──────── DATA EXTRACT
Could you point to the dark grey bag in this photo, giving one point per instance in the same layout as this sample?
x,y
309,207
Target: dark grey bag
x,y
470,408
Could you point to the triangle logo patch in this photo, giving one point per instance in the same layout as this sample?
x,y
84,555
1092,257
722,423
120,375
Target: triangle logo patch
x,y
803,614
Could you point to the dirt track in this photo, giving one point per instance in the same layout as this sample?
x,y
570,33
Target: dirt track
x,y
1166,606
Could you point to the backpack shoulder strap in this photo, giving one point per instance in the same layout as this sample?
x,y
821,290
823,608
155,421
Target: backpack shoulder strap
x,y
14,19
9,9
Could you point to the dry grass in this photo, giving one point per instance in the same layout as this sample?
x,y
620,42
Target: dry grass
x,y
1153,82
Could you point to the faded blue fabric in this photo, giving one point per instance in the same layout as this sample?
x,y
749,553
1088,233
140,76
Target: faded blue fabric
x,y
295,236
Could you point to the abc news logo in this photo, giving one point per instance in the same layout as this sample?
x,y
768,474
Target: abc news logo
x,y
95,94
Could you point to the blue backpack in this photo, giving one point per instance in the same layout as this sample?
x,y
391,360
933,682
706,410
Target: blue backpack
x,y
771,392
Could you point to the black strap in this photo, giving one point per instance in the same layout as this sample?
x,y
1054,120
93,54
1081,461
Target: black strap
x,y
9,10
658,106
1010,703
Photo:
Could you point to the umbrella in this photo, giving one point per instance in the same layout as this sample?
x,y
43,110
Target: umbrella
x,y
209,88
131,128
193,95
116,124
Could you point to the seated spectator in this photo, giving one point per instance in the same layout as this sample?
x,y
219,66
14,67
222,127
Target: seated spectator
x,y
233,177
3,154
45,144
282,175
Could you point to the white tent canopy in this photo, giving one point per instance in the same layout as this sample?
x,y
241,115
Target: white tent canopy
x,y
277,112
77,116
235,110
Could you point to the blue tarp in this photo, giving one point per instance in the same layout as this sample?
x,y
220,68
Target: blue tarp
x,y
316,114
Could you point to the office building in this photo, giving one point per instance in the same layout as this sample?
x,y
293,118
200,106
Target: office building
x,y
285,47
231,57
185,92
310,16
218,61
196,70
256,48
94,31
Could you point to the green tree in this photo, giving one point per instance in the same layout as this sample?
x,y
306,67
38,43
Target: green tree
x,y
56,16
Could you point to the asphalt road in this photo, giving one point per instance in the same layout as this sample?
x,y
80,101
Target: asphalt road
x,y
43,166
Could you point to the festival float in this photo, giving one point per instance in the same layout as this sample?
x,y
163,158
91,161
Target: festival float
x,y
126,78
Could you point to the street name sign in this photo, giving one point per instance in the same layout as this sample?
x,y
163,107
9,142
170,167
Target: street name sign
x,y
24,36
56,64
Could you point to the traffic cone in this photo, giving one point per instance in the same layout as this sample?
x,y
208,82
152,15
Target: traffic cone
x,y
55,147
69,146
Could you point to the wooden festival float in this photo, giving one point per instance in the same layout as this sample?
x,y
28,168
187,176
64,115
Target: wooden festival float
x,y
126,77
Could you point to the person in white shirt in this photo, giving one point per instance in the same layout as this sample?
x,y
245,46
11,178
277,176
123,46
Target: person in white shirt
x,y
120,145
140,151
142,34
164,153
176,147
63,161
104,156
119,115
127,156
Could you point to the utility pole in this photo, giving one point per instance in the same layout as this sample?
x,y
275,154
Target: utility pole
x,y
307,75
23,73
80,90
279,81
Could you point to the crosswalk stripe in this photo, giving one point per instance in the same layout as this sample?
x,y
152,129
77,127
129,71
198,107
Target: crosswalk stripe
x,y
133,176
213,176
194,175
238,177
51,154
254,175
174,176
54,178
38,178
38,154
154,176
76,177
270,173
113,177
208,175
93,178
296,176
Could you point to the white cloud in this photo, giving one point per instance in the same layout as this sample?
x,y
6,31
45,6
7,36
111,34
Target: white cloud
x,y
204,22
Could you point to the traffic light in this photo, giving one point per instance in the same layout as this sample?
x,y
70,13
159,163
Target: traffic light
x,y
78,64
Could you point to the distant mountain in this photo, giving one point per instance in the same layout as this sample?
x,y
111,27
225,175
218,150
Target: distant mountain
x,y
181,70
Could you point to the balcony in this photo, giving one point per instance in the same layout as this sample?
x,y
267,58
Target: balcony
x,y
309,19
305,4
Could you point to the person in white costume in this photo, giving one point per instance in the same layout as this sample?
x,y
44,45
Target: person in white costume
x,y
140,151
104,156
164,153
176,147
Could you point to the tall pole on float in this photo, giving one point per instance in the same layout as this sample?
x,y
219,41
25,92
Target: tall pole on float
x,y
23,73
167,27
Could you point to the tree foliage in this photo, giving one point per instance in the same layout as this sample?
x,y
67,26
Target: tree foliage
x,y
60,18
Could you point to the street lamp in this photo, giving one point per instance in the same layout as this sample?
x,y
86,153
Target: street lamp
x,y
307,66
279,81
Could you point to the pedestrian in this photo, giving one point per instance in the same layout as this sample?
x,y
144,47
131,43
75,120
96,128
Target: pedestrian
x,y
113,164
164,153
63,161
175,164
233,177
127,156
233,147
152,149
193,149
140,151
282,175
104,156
────────────────
──────── DATA EXTRACT
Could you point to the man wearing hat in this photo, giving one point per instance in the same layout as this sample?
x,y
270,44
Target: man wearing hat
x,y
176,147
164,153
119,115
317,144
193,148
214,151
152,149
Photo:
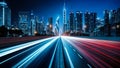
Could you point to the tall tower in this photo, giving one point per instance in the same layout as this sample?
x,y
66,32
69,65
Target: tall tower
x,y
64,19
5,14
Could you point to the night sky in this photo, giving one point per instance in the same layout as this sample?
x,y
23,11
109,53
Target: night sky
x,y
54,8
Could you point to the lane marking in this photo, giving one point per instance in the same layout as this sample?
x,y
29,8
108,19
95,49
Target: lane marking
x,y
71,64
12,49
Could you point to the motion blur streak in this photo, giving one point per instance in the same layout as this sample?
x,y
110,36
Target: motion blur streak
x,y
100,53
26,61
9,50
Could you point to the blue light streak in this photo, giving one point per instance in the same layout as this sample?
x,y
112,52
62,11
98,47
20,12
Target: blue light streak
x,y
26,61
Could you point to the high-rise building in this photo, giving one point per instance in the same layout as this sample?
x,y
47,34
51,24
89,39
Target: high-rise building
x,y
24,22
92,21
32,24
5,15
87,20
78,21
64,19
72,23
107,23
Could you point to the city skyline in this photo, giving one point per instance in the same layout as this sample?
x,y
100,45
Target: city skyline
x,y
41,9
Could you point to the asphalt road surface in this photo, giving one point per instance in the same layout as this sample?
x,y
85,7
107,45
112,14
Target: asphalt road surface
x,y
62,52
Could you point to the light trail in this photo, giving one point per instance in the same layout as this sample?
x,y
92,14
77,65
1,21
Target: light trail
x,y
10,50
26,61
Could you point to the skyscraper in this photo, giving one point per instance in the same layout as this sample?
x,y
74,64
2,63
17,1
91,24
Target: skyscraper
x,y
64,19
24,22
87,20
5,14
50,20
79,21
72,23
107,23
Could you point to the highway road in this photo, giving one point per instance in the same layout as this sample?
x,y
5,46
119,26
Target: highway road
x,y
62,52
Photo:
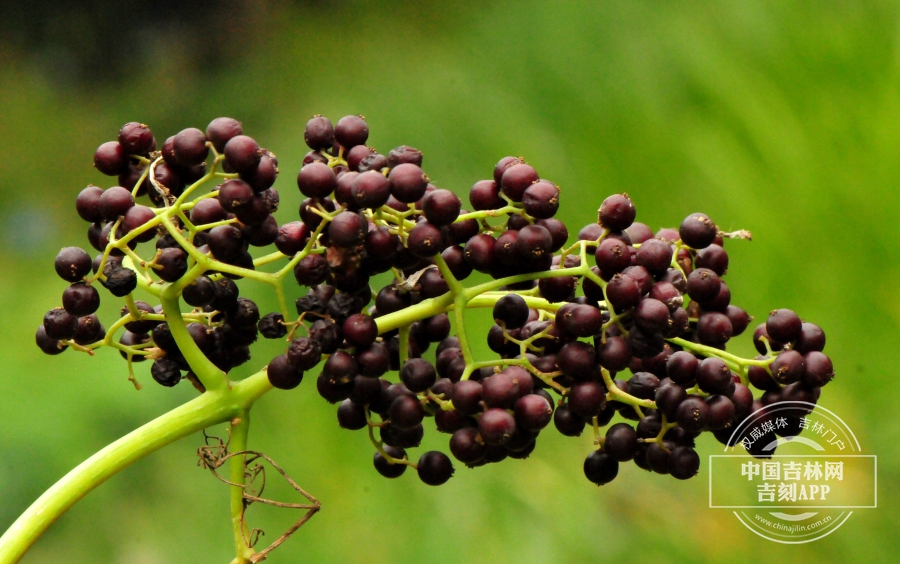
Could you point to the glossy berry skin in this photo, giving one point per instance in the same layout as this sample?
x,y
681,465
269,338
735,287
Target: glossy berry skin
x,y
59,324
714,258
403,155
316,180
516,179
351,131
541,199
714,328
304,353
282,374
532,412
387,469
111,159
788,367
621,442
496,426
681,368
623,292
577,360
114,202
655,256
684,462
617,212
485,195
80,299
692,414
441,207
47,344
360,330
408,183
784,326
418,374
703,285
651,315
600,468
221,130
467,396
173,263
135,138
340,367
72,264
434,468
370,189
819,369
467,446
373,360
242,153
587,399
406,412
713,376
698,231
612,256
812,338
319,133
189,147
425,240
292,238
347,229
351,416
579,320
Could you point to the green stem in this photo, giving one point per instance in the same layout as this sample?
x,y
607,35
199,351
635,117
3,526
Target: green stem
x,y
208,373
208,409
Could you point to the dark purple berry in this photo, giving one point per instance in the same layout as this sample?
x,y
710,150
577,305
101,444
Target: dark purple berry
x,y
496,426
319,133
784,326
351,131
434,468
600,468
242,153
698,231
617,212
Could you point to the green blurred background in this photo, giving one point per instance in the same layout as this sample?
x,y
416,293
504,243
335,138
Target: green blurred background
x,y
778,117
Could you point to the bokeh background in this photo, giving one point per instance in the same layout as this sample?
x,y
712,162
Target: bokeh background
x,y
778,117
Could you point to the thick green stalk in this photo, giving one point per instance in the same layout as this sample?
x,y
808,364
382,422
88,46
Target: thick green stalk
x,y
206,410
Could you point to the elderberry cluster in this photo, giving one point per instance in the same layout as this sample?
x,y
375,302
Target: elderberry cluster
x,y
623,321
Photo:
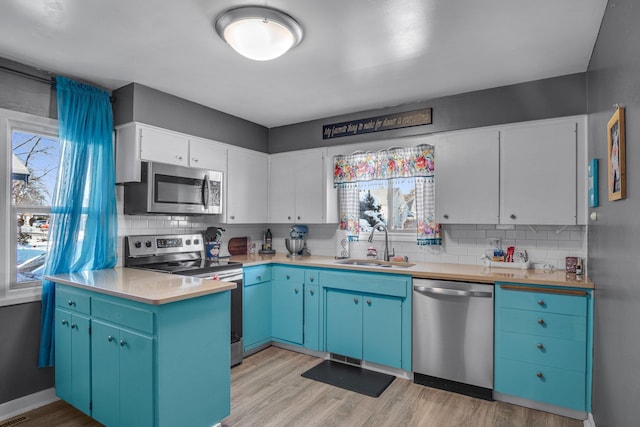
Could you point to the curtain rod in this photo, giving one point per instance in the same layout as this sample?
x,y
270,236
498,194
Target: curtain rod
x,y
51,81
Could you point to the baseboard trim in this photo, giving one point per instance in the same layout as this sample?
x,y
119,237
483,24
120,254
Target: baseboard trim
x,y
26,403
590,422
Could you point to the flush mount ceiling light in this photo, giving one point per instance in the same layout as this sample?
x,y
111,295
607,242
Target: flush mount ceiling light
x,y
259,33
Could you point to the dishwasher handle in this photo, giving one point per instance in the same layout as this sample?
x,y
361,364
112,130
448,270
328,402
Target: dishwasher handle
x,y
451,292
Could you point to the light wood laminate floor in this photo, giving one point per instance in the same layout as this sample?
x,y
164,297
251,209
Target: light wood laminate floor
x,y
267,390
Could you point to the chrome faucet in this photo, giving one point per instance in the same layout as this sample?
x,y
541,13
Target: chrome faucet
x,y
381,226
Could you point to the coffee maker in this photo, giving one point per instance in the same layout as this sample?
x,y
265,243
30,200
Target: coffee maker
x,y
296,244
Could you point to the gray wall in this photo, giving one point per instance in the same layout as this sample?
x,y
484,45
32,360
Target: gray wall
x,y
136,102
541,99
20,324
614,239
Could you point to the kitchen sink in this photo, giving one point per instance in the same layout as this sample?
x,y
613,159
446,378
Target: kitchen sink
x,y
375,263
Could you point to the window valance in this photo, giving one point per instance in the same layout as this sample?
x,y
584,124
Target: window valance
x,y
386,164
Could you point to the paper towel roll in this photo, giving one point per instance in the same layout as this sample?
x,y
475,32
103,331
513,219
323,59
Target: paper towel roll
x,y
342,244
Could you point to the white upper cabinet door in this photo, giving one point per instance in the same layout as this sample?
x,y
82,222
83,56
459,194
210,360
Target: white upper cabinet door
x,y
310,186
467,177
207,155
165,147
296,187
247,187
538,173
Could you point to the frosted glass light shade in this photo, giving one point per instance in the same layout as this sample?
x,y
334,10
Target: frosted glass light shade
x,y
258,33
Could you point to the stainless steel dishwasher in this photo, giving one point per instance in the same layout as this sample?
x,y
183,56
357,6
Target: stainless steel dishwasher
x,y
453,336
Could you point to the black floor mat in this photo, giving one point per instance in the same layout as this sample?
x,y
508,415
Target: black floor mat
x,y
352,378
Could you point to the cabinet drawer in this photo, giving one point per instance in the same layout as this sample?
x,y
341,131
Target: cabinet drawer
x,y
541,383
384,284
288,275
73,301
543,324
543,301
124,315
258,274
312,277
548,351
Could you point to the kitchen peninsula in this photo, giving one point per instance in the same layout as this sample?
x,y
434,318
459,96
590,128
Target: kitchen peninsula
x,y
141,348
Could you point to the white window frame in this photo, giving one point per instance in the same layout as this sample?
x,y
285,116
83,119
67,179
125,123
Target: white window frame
────────────────
**THE PROBLEM**:
The lines above that hold the word "frame" should be found and copied out.

**THE ANSWER**:
Could you point to the white window frame in this photo, giving one point per instance in the same layout as this sample?
Target: white window frame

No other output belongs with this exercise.